**WORK TO BE COMPLETED**
Both the line containing "Exercise. Point to every instance of the advertisement" and the last line of the listing are included: write out exactly the lines from one to the other.

**DATA TO PROCESS**
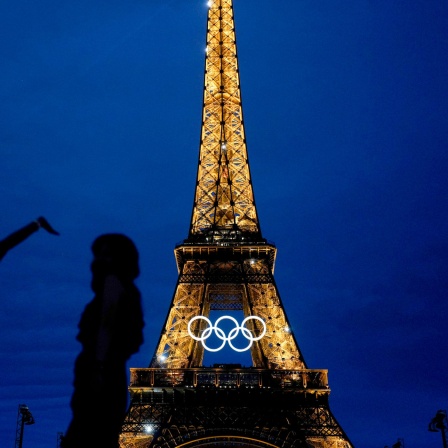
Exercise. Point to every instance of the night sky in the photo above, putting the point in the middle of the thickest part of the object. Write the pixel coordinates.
(346, 116)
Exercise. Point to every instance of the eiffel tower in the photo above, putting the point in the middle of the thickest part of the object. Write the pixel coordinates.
(225, 265)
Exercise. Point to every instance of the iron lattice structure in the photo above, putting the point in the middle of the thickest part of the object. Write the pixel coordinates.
(226, 264)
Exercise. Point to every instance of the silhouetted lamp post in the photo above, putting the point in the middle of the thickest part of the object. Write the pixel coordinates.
(24, 417)
(439, 423)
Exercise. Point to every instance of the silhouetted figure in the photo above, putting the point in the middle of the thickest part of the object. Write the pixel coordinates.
(110, 331)
(23, 233)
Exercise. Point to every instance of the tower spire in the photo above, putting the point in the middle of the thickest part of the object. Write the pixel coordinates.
(224, 201)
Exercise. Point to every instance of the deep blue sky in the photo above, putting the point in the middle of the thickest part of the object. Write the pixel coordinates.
(346, 113)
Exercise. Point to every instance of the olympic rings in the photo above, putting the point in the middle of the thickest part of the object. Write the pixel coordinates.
(232, 333)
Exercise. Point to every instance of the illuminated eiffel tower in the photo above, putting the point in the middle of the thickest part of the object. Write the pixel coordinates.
(226, 265)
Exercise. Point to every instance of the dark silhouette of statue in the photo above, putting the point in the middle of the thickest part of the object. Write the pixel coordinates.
(23, 233)
(110, 331)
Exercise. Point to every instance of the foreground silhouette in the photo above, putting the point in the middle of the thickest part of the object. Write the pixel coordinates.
(23, 233)
(110, 331)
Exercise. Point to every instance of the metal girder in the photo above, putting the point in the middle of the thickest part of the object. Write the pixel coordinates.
(224, 199)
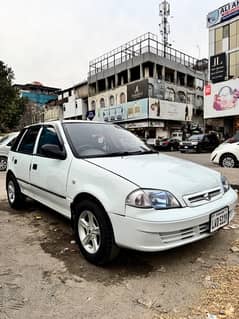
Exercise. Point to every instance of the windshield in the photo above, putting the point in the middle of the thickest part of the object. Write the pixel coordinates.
(198, 137)
(4, 138)
(101, 140)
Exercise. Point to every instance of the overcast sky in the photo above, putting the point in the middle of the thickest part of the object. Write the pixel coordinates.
(52, 41)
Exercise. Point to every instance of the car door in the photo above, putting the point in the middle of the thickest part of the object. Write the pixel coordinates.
(21, 157)
(48, 175)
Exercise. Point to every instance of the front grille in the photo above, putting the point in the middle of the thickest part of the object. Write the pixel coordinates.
(203, 198)
(177, 236)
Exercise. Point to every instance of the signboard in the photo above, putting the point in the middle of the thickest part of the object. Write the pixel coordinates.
(137, 90)
(218, 67)
(128, 111)
(223, 100)
(224, 13)
(166, 110)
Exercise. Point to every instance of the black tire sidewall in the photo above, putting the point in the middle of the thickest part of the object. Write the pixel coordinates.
(104, 253)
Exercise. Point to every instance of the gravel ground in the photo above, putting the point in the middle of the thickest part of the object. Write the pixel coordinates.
(42, 274)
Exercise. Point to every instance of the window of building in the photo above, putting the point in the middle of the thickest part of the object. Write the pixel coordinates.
(234, 64)
(170, 95)
(182, 97)
(112, 100)
(122, 98)
(102, 102)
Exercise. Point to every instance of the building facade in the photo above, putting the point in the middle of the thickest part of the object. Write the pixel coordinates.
(147, 87)
(222, 91)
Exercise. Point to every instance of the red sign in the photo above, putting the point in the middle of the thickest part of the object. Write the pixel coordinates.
(208, 89)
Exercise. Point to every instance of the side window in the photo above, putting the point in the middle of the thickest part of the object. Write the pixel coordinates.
(28, 142)
(48, 136)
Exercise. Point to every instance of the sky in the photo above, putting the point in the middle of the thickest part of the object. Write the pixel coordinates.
(52, 41)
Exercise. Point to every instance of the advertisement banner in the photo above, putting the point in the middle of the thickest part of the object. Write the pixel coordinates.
(223, 100)
(128, 111)
(218, 67)
(166, 110)
(224, 13)
(137, 90)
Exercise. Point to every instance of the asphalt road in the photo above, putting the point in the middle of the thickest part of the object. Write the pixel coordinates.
(43, 275)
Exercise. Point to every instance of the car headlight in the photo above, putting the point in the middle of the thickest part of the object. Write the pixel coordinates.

**ANSWER TO THE EXERCISE**
Exercise. Point to every instance of the advertisement banner in the photo above, putting the point in the middle of the thickest part of the object. Write the pixel coordinates.
(223, 100)
(128, 111)
(218, 67)
(166, 110)
(224, 13)
(137, 90)
Exercise. Point to every instance of the asphalt road in the photo above, putting the point in the middle of the thickest part of the object. Write the pixel coordinates.
(43, 275)
Exercise. Point to every instance of the car headlight in the photo above, putting the point in the middle of the thickest part of the object. Write the pixel coordinates.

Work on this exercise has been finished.